WRITTEN INSTRUCTION:
Reproduce the records below in full and without edits, omitting images.

--- START OF MATERIAL FOR THIS EXERCISE ---

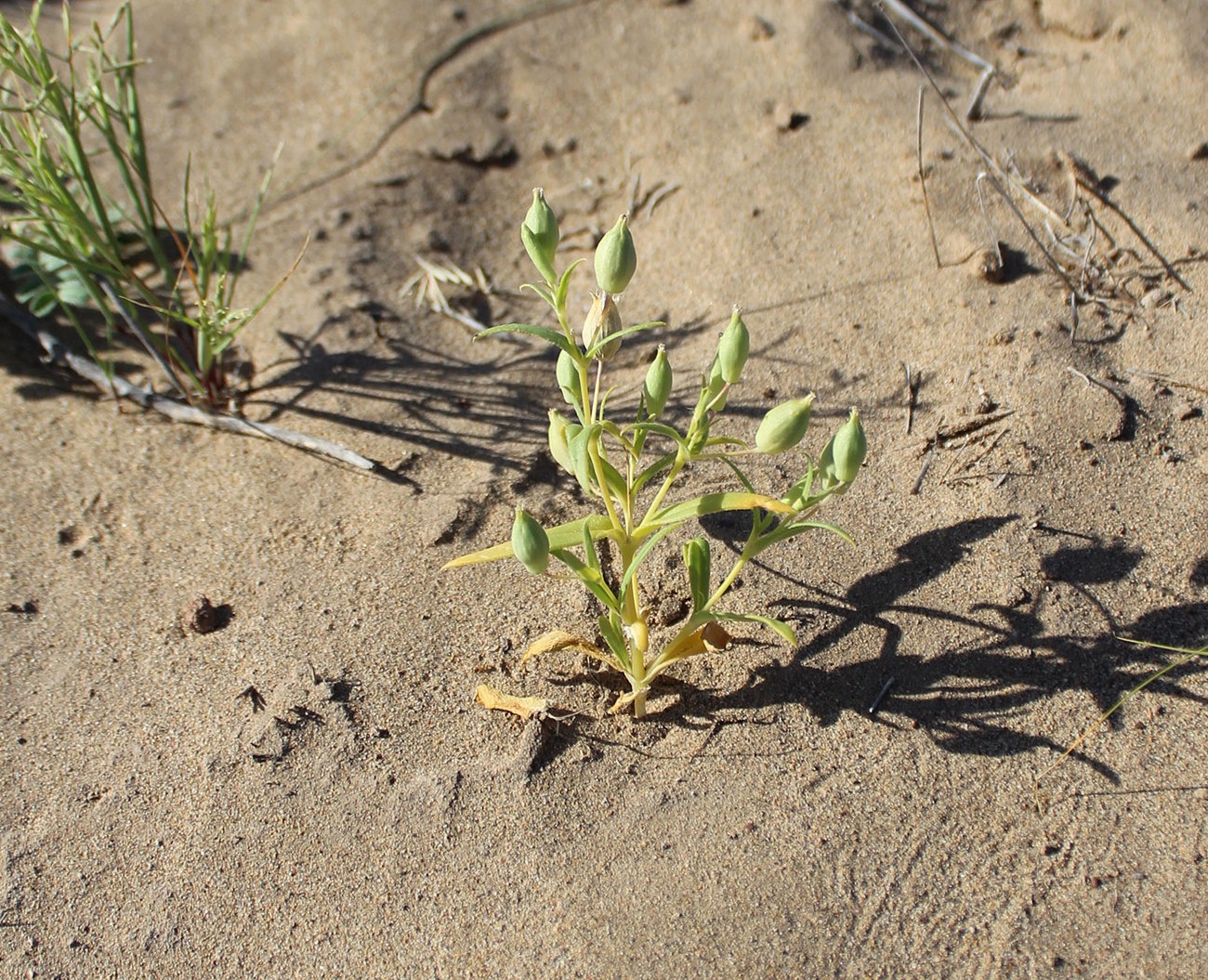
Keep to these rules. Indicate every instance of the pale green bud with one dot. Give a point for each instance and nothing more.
(615, 257)
(714, 384)
(849, 448)
(825, 466)
(603, 320)
(568, 378)
(580, 456)
(699, 561)
(733, 347)
(657, 386)
(784, 426)
(699, 436)
(531, 544)
(559, 440)
(540, 236)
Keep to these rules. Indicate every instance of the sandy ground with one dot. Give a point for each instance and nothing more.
(759, 822)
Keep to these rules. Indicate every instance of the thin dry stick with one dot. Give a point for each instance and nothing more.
(1096, 382)
(994, 172)
(1166, 379)
(922, 176)
(1187, 656)
(1092, 189)
(92, 372)
(911, 395)
(419, 103)
(922, 472)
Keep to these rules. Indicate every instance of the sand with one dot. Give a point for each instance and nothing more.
(759, 822)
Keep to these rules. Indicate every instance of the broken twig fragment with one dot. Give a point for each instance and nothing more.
(522, 708)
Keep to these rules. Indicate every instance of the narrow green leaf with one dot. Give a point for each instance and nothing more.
(778, 625)
(615, 640)
(560, 537)
(593, 559)
(596, 347)
(796, 528)
(592, 580)
(639, 556)
(551, 335)
(564, 286)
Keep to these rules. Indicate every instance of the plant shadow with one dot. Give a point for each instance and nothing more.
(973, 698)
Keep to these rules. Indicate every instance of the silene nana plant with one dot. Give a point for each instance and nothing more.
(631, 470)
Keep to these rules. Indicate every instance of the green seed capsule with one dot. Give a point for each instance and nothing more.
(578, 439)
(568, 378)
(657, 386)
(540, 234)
(714, 385)
(603, 320)
(733, 347)
(616, 258)
(699, 436)
(531, 544)
(699, 563)
(849, 448)
(559, 440)
(824, 468)
(784, 426)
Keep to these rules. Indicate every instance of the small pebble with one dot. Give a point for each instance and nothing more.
(202, 616)
(760, 29)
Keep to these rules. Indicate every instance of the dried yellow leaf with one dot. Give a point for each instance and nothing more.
(560, 640)
(711, 637)
(522, 708)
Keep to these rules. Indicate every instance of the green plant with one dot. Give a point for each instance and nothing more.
(1185, 656)
(633, 487)
(83, 227)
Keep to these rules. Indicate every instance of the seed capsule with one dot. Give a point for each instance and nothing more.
(531, 544)
(616, 258)
(568, 378)
(540, 234)
(657, 386)
(784, 426)
(733, 347)
(559, 440)
(714, 385)
(849, 448)
(824, 470)
(578, 439)
(700, 571)
(603, 320)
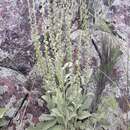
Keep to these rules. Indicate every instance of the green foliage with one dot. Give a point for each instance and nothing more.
(2, 112)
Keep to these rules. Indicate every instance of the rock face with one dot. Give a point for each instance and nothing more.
(16, 50)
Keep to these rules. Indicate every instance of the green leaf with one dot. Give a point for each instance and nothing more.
(2, 112)
(43, 125)
(46, 117)
(83, 115)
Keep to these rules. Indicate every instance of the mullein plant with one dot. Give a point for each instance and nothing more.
(63, 78)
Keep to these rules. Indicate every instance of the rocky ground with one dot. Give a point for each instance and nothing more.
(17, 58)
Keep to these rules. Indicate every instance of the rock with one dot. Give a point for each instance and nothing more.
(16, 49)
(13, 93)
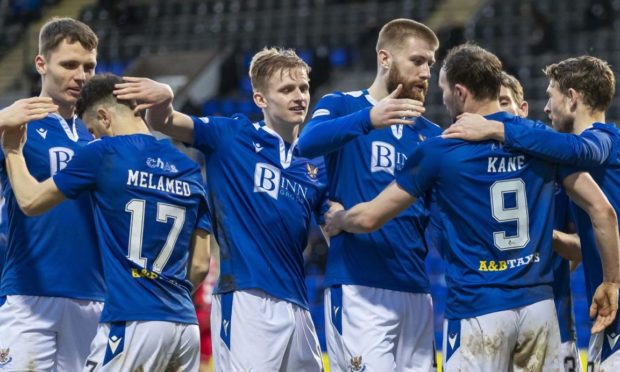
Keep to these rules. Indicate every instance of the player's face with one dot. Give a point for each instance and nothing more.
(286, 97)
(507, 101)
(558, 109)
(452, 103)
(411, 67)
(65, 70)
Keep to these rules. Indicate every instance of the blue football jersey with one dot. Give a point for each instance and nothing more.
(495, 206)
(361, 162)
(597, 151)
(561, 271)
(54, 254)
(148, 199)
(262, 199)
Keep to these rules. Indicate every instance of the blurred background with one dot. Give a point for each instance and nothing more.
(203, 49)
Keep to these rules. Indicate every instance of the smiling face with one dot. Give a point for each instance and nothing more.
(558, 109)
(285, 96)
(411, 67)
(65, 70)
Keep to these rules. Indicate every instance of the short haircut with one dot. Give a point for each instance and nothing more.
(475, 68)
(54, 31)
(99, 89)
(269, 61)
(394, 33)
(515, 87)
(590, 76)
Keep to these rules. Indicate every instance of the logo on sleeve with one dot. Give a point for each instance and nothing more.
(59, 158)
(42, 132)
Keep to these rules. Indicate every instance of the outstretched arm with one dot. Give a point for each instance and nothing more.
(200, 249)
(157, 98)
(369, 216)
(328, 131)
(33, 197)
(584, 191)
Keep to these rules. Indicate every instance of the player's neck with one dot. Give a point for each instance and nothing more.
(287, 131)
(585, 118)
(482, 107)
(66, 111)
(378, 90)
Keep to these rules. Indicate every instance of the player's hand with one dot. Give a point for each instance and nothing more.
(392, 110)
(604, 306)
(474, 127)
(13, 139)
(148, 93)
(26, 110)
(333, 218)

--- END OF MATERIAL FOR THIS EXERCISE ---

OUTPUT FOR THIS TASK:
Keep to these rules. Indicate every instance of the pale green bud with one dot. Give a point for each instance and nothing more.
(615, 257)
(714, 384)
(849, 448)
(825, 466)
(603, 320)
(568, 378)
(580, 456)
(699, 561)
(733, 347)
(657, 386)
(784, 426)
(699, 436)
(531, 544)
(559, 440)
(540, 236)
Keep to these rules. Indicate every instance of the sandy ground with one dot. Give a point for each instance and nothing more.
(759, 822)
Keep to these rules. Indicate every instance of the thin dry stick with one dot. Give a point for each instance and nothing more.
(1096, 382)
(994, 172)
(1166, 379)
(922, 176)
(1187, 656)
(1092, 189)
(92, 372)
(911, 395)
(419, 103)
(922, 472)
Keep to these rules. Indicate every instance of the sand with one dot. Give a point for each instance and nothing more.
(759, 822)
Keep to these rules. Indicate every instance of the broken twig fragment with one dot. Give a point for each instance and nothing more.
(522, 708)
Keep to these rules. Indicate every instance of the narrow green leaf with one dot. Give a point for each instance and nothing more.
(778, 625)
(615, 640)
(560, 537)
(593, 559)
(596, 347)
(796, 528)
(592, 580)
(639, 556)
(551, 335)
(564, 286)
Keep to these rules. Indicate every instance of the plant shadow with one dot. Give a point for each instance and nothing more.
(973, 698)
Keep to these rules. Indicate every instance of the silene nana plant with one dot. Give a point for each instance and nothing more.
(631, 470)
Keep to these rules. Indicate every instance of the green seed capsule with one dot. Give a point for each instance and nothing more.
(578, 439)
(568, 378)
(657, 386)
(540, 234)
(714, 385)
(603, 320)
(733, 347)
(616, 258)
(699, 436)
(531, 544)
(699, 563)
(849, 448)
(559, 440)
(824, 468)
(784, 426)
Keep to these rules. Indicate every instance of the small pebble with one dot. Give a point for each instance and nothing more.
(202, 616)
(760, 29)
Keep to these rules. Indicate every instance of the dried yellow leaf with one dot. Give a point for each instance and nothing more.
(560, 640)
(711, 637)
(522, 708)
Keep to these rules. Indicate every instance of the green plant with one dot. Give a point for each instance and nothing more.
(1185, 656)
(633, 487)
(83, 227)
Keep to these rules. Indicate every instance of the seed capsule with one dot. Give a point for each instance and nothing more.
(531, 544)
(616, 258)
(568, 378)
(540, 234)
(657, 386)
(784, 426)
(733, 347)
(559, 440)
(714, 385)
(849, 448)
(824, 470)
(578, 439)
(700, 571)
(603, 320)
Keep to these rules. Indicate every instance of the green foliage with one dot. Give a point for each instance and nothing more.
(2, 112)
Keep to these rules. Indicate every instance of the rock face with one dot. Give a point for each instance and nothing more.
(16, 50)
Keep to these rules. Indicate every instance of the green leaf with one dot. Give a point for each instance and nothing more.
(2, 112)
(43, 125)
(46, 117)
(83, 115)
Keep to these rules. Indicate every instance of the mullein plant with one dot. Give a point for each instance and nothing more.
(63, 78)
Keep to these rules. Indicate every instance of the rocky ground with one dot. Give a point for each instance and nothing more.
(17, 58)
Keep to these rules. Indicate every instance of the rock with one dot. Give a point for each instance and nothing more.
(16, 49)
(13, 93)
Keep to these rules. Indicate every instance of the player's face with one dot. Give a point for each instance and nothing more.
(286, 97)
(507, 101)
(558, 109)
(452, 103)
(411, 67)
(65, 70)
Keep to these rules. Indicate every instance of the blue football jersey with one dot. Give a point for each instance and nothing more.
(495, 206)
(361, 162)
(597, 151)
(561, 271)
(54, 254)
(148, 199)
(262, 199)
Keep to these rules. Indicate every instance of the blurred background with one dot. Give a point for each instance and nothing more.
(203, 49)
Keep to these rules. Indicate every instance of the smiling face with one dot. Give a point for each instance and nothing more.
(558, 109)
(285, 96)
(411, 67)
(65, 70)
Keep to these rules. Indicate every instance of the short haircut with one dot. Give a point for each instance and nothing more.
(475, 68)
(54, 31)
(99, 89)
(269, 61)
(394, 33)
(515, 87)
(590, 76)
Keep to these rules. Indicate every instance of the logo on sleeve with one dot. Give a point for each instance and nothing more.
(59, 158)
(42, 132)
Keep to these rules. Indicate every instance of the outstretched arm with one dot. Give a point for each instance and nothing more.
(200, 249)
(157, 98)
(369, 216)
(328, 131)
(33, 197)
(584, 191)
Keep to these rules. Indicate every instance of the player's neck with one dot. Give a point for each instance and nothing more.
(287, 131)
(585, 118)
(482, 107)
(66, 111)
(378, 90)
Keep to these rules. Indicate every instance of the player's hand with one dot. Give a point for each instance and nothing more.
(392, 110)
(604, 306)
(474, 127)
(13, 139)
(148, 93)
(26, 110)
(333, 218)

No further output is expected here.